■ WHAT THIS TASK INVOLVES ■
Print exactly the lines that run from the opening line of the material through the line with "box: [692, 442, 1597, 996]", and nothing else, leaving out pictures.

· · · · · · ·

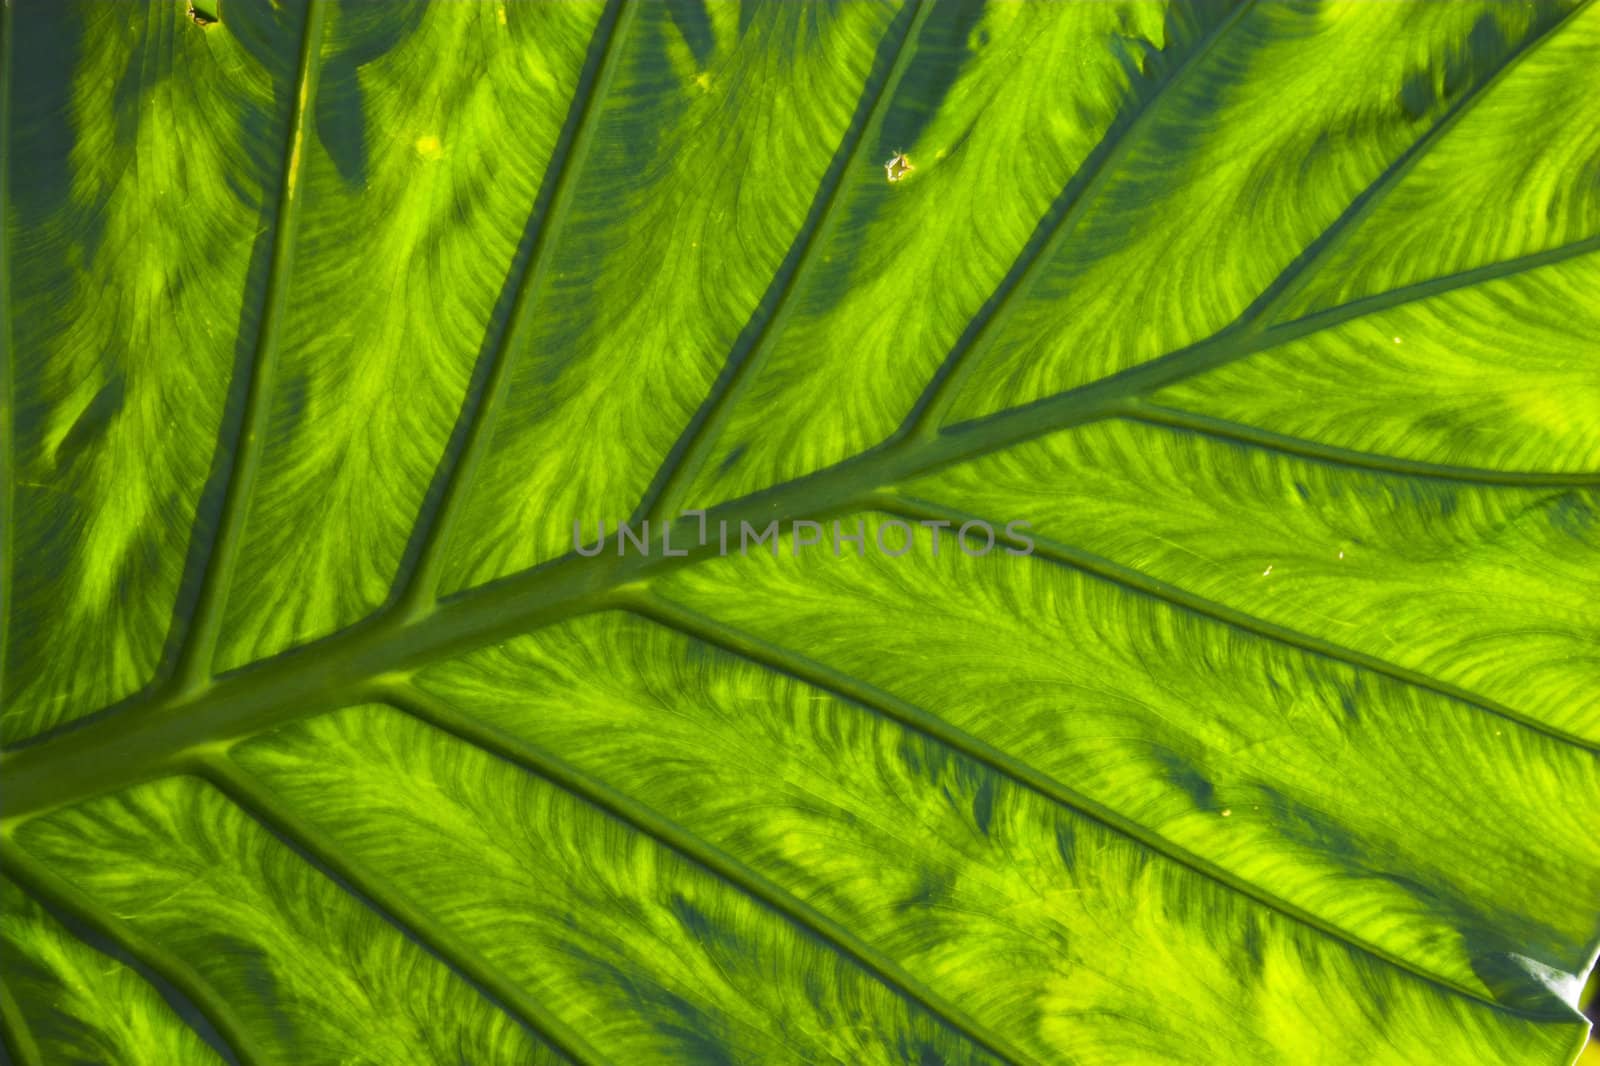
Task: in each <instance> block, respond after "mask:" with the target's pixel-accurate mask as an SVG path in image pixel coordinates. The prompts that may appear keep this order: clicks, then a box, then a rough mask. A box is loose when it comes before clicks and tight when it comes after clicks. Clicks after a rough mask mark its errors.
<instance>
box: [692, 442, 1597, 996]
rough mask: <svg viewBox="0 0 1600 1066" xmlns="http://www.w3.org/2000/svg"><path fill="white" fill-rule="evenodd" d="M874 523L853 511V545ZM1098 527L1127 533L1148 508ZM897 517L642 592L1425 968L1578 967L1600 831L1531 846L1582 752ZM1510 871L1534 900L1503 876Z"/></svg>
mask: <svg viewBox="0 0 1600 1066" xmlns="http://www.w3.org/2000/svg"><path fill="white" fill-rule="evenodd" d="M1034 469H1035V471H1038V469H1040V467H1038V466H1035V467H1034ZM1178 469H1179V471H1181V469H1182V467H1178ZM878 522H880V519H878V517H874V519H872V520H869V522H867V523H866V525H867V536H869V538H870V539H869V543H875V539H877V538H878V535H880V533H878V530H877V527H878ZM1048 528H1050V527H1048V525H1045V523H1043V522H1040V523H1038V533H1035V536H1042V535H1045V533H1048ZM1080 528H1082V523H1080ZM1115 528H1117V530H1141V531H1147V530H1149V519H1144V517H1142V515H1138V517H1131V515H1130V517H1128V519H1123V520H1122V522H1118V523H1117V527H1115ZM918 533H920V535H922V547H920V549H917V551H915V552H912V554H906V555H904V557H899V559H888V557H886V555H883V554H878V552H869V554H867V555H866V557H864V559H853V557H848V555H846V557H843V559H835V557H834V555H832V554H830V552H829V551H826V549H824V551H822V552H818V551H816V549H811V552H810V554H800V555H798V557H781V559H776V560H774V559H773V557H771V555H765V554H758V552H752V554H750V555H749V557H746V559H728V560H718V562H712V563H706V565H704V567H699V568H694V570H690V571H683V573H682V575H677V576H674V578H669V579H667V581H666V583H664V584H662V587H661V591H662V594H664V595H666V597H667V599H670V600H675V602H682V603H685V605H686V607H690V608H693V610H696V611H701V613H706V615H709V616H712V618H715V619H717V621H718V623H723V624H728V626H731V627H733V629H736V631H738V632H744V634H750V635H755V637H758V639H763V640H766V642H770V643H774V645H781V647H782V648H784V656H795V663H797V664H798V666H795V669H802V671H803V669H808V667H806V666H805V664H814V666H816V667H818V669H822V671H826V672H827V677H846V679H851V680H853V682H859V683H862V685H870V687H872V688H874V690H877V691H880V693H886V695H888V696H893V698H896V699H899V701H902V703H904V704H909V706H915V707H920V709H922V711H925V712H928V714H933V715H936V717H938V719H939V720H941V722H947V723H949V725H952V727H955V728H958V730H962V731H963V733H966V735H970V736H973V738H976V739H978V741H981V743H984V744H989V746H990V747H994V749H997V751H998V752H1002V754H1003V755H1005V757H1006V759H1011V760H1014V762H1016V763H1018V765H1021V767H1027V768H1032V770H1037V771H1040V773H1045V775H1048V776H1050V778H1051V779H1053V781H1056V783H1059V784H1061V787H1066V789H1070V791H1072V792H1074V794H1077V795H1080V797H1083V799H1085V800H1088V802H1091V804H1096V805H1098V807H1099V808H1101V810H1112V812H1118V813H1120V815H1122V816H1125V818H1128V820H1130V821H1131V823H1133V826H1134V828H1136V829H1138V831H1141V832H1144V834H1146V840H1147V842H1149V845H1150V848H1152V850H1155V852H1163V850H1173V848H1176V852H1178V853H1184V855H1194V856H1198V858H1202V860H1206V861H1210V863H1211V864H1214V866H1216V868H1221V871H1224V872H1226V874H1227V877H1229V879H1230V880H1234V882H1235V884H1245V885H1270V888H1272V893H1274V895H1275V896H1277V898H1278V900H1283V901H1286V903H1291V904H1294V906H1298V908H1301V909H1302V911H1306V912H1310V914H1315V916H1317V917H1318V919H1322V920H1325V922H1328V924H1330V925H1333V927H1336V928H1338V930H1339V932H1341V933H1344V935H1347V936H1354V938H1355V940H1358V941H1362V943H1366V944H1373V946H1378V948H1381V949H1384V951H1387V952H1389V954H1390V956H1394V957H1402V959H1406V960H1410V962H1411V964H1413V965H1416V967H1419V968H1421V970H1424V972H1427V973H1430V975H1437V976H1443V978H1446V980H1450V981H1453V983H1456V984H1459V986H1462V988H1470V989H1475V991H1480V992H1501V991H1502V989H1501V988H1499V981H1501V980H1502V978H1501V976H1499V973H1498V972H1499V968H1501V962H1502V960H1501V956H1502V954H1504V952H1507V951H1512V949H1514V948H1512V946H1514V944H1515V946H1518V948H1515V951H1518V954H1526V956H1530V957H1531V959H1534V960H1538V962H1541V964H1542V965H1546V967H1550V968H1552V970H1558V972H1565V973H1573V972H1581V970H1582V967H1584V965H1587V951H1589V944H1590V943H1592V938H1594V933H1595V925H1597V924H1595V916H1594V900H1595V896H1597V893H1600V845H1597V844H1595V842H1592V840H1573V842H1571V845H1570V847H1568V848H1563V853H1562V856H1560V858H1557V856H1552V855H1544V853H1542V844H1541V842H1544V840H1549V839H1552V836H1555V834H1560V832H1562V831H1563V828H1565V826H1566V824H1570V813H1568V810H1570V807H1568V805H1566V804H1568V802H1570V800H1571V799H1573V797H1589V799H1600V771H1597V765H1595V759H1594V754H1592V752H1589V751H1584V749H1579V747H1576V746H1573V744H1570V743H1565V741H1558V739H1554V738H1549V736H1544V735H1539V733H1536V731H1533V730H1530V728H1526V727H1525V725H1520V723H1515V722H1509V720H1506V719H1502V717H1498V715H1493V714H1488V712H1485V711H1483V709H1480V707H1474V706H1467V704H1464V703H1461V701H1454V699H1448V698H1443V696H1442V695H1437V693H1430V691H1426V690H1422V688H1421V687H1419V685H1408V683H1402V682H1398V680H1395V679H1390V677H1382V675H1379V674H1376V672H1373V671H1365V669H1354V667H1352V666H1349V664H1344V663H1339V661H1330V659H1328V658H1326V656H1323V655H1307V653H1306V651H1302V650H1298V648H1293V647H1285V645H1283V643H1282V642H1278V640H1272V639H1270V637H1269V635H1267V634H1261V632H1254V631H1251V627H1250V626H1238V624H1224V623H1221V621H1219V619H1216V618H1211V616H1206V615H1205V613H1202V611H1197V610H1186V608H1182V607H1179V605H1178V603H1173V602H1170V600H1168V599H1165V597H1162V595H1158V594H1149V592H1141V591H1136V589H1130V587H1126V586H1125V584H1118V583H1115V581H1109V579H1104V578H1098V576H1090V575H1086V573H1083V571H1080V570H1075V568H1069V567H1064V565H1059V563H1058V562H1053V560H1050V559H1046V557H1043V554H1038V555H1006V554H1005V552H1003V551H1002V549H995V551H994V552H992V554H989V555H984V557H982V559H974V557H968V555H966V554H963V552H962V551H958V549H957V546H955V543H954V538H952V536H950V533H946V535H944V544H942V549H941V554H939V557H938V559H934V557H933V554H931V543H930V541H931V530H926V528H922V530H918ZM1147 535H1149V536H1150V539H1152V543H1155V541H1157V538H1160V531H1158V530H1149V533H1147ZM883 536H885V539H888V541H890V543H893V536H894V535H891V533H883ZM979 547H981V544H979ZM1176 547H1181V543H1179V544H1178V546H1176ZM1373 547H1374V551H1376V549H1378V546H1373ZM789 551H792V546H786V549H784V555H787V552H789ZM974 551H978V547H974ZM1043 551H1045V549H1040V552H1043ZM1326 555H1328V563H1326V565H1328V567H1330V568H1331V567H1338V565H1346V567H1349V568H1350V570H1358V568H1370V567H1373V565H1374V563H1373V562H1368V560H1366V555H1365V549H1363V551H1352V552H1349V554H1347V559H1346V560H1342V563H1341V562H1339V560H1336V555H1334V547H1333V546H1331V544H1328V547H1326ZM1157 559H1160V557H1157ZM1274 562H1278V563H1282V565H1283V568H1285V570H1286V571H1288V573H1280V570H1278V567H1275V565H1274ZM1296 562H1298V560H1294V559H1293V557H1288V559H1283V557H1274V555H1270V554H1262V555H1258V557H1256V559H1240V557H1234V559H1227V557H1224V559H1222V560H1219V562H1218V563H1216V565H1218V567H1219V568H1221V567H1227V565H1232V567H1234V571H1235V573H1234V578H1232V584H1238V586H1245V584H1248V586H1254V587H1258V589H1262V592H1261V594H1259V595H1261V597H1270V595H1272V592H1270V589H1272V587H1274V586H1275V584H1277V583H1285V584H1291V586H1293V584H1294V583H1296V581H1301V583H1304V581H1306V576H1304V571H1306V570H1309V560H1307V563H1302V565H1296ZM1240 563H1243V565H1240ZM1269 568H1270V573H1267V570H1269ZM1152 570H1154V567H1152ZM728 587H738V589H739V595H738V597H730V595H728V594H726V589H728ZM1357 587H1358V586H1357ZM1403 589H1405V586H1402V584H1400V583H1397V589H1395V595H1397V599H1400V597H1403ZM1290 594H1291V591H1286V592H1285V595H1290ZM1365 602H1366V603H1368V610H1370V611H1371V613H1370V616H1368V619H1366V624H1368V626H1371V627H1374V629H1378V627H1382V626H1395V629H1397V631H1400V632H1403V631H1406V629H1421V627H1424V626H1426V624H1427V619H1429V618H1435V616H1438V615H1440V613H1442V611H1446V610H1448V605H1443V603H1435V605H1432V610H1430V611H1427V610H1426V608H1424V610H1418V615H1416V616H1405V615H1400V613H1398V611H1395V608H1392V607H1389V605H1387V603H1386V602H1384V600H1381V599H1378V597H1366V600H1365ZM1411 610H1416V607H1413V608H1411ZM1259 613H1261V615H1267V616H1270V611H1267V610H1261V611H1259ZM1301 613H1302V615H1304V613H1309V610H1306V608H1302V610H1301ZM1040 618H1046V619H1050V624H1048V626H1038V624H1035V623H1034V619H1040ZM1458 639H1459V640H1462V642H1464V643H1466V642H1469V640H1470V634H1464V635H1462V637H1458ZM784 663H789V659H787V658H786V659H784ZM930 664H938V666H936V669H930ZM1530 869H1538V871H1539V876H1541V882H1542V884H1544V887H1542V888H1541V892H1539V893H1526V892H1523V890H1522V888H1520V885H1522V884H1523V879H1525V877H1526V871H1530ZM1490 916H1493V917H1490Z"/></svg>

· · · · · · ·

■ RESPONSE TO THE EXERCISE ■
Task: in each <instance> block, respond after "mask:" with the target's pixel-accurate mask as an SVG path in image pixel coordinates. The prompts that may appear keep this order: clicks, then a box, then a rough mask. A box is loose when it comes before clicks and tight when it comes after clicks. Clicks after a rough mask mark its errors.
<instance>
box: [692, 442, 1597, 996]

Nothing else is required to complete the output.